The World Health Organization -WHO, has prequalified the rheumatoid arthritis drug Tocilizumab for the treatment of severe Covid-19 patients.
The monoclonal antibody, used in anti-inflammatory drugs made by Swiss pharma giant Roche, has been shown to reduce the risk of death and also hospitalisation time in certain patients suffering from severe Covid.
Before tocilizumab, the global health body has prequalified three different compositions for the steroid dexamethasone for treating Covid, as well as Gilead’s antiviral remdesivir, although that prequalification has since been suspended.
Currently, tocilizumab is expensive and in short supply globally.
Therefore, the WHO and partners are discussing lower prices and improved access in low- and middle-income countries with the producer, Roche.
Tocilizumab has previously been authorised mostly for the treatment of arthritis in about 120 countries.
But during the pandemic, it has also been shown to suppress a dangerous ‘cytokine storm’, the over-reaction of the immune system to the coronavirus.
WHO pointed out that the patent for tocilizumab had expired for most uses.
However, the UN health agency has stressed that the prequalification was specifically for Roche products, “many generic companies are already producing tocilizumab, some of which have also applied for prequalification”.
“If they are found to comply with WHO standard… they can enter international markets.
”“In a sense, prequalification is also indirectly promoting quality local production, and ultimately greater supply and more competitive prices.

- **MATERIAL SUPPLIED**
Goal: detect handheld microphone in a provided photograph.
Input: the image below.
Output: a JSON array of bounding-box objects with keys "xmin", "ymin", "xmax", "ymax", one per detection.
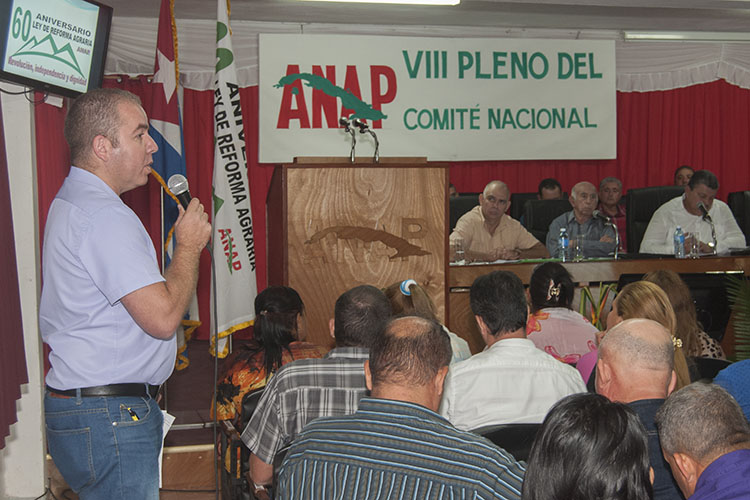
[
  {"xmin": 167, "ymin": 174, "xmax": 192, "ymax": 210},
  {"xmin": 698, "ymin": 201, "xmax": 711, "ymax": 221},
  {"xmin": 591, "ymin": 210, "xmax": 612, "ymax": 222}
]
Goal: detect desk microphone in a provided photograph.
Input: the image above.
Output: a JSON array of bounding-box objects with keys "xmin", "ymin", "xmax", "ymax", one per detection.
[
  {"xmin": 591, "ymin": 210, "xmax": 612, "ymax": 222},
  {"xmin": 167, "ymin": 174, "xmax": 192, "ymax": 210},
  {"xmin": 698, "ymin": 201, "xmax": 711, "ymax": 221}
]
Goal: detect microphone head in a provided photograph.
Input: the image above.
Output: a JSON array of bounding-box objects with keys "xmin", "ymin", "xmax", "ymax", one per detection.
[
  {"xmin": 352, "ymin": 118, "xmax": 367, "ymax": 133},
  {"xmin": 167, "ymin": 174, "xmax": 190, "ymax": 196}
]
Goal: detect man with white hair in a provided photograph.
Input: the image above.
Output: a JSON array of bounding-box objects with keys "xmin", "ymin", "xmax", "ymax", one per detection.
[
  {"xmin": 547, "ymin": 182, "xmax": 615, "ymax": 257},
  {"xmin": 596, "ymin": 319, "xmax": 682, "ymax": 500},
  {"xmin": 450, "ymin": 181, "xmax": 549, "ymax": 262},
  {"xmin": 656, "ymin": 382, "xmax": 750, "ymax": 500}
]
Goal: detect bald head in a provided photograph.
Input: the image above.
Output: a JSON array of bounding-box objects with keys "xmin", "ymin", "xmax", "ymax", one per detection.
[
  {"xmin": 596, "ymin": 319, "xmax": 674, "ymax": 403},
  {"xmin": 479, "ymin": 181, "xmax": 510, "ymax": 225},
  {"xmin": 570, "ymin": 181, "xmax": 596, "ymax": 200},
  {"xmin": 482, "ymin": 181, "xmax": 510, "ymax": 196},
  {"xmin": 569, "ymin": 181, "xmax": 599, "ymax": 224},
  {"xmin": 370, "ymin": 316, "xmax": 452, "ymax": 389}
]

- **YOUR INSTRUCTIONS**
According to the article on tocilizumab, in about how many countries had the drug previously been authorized, mostly for the treatment of arthritis?

- **ANSWER BOX**
About 120 countries.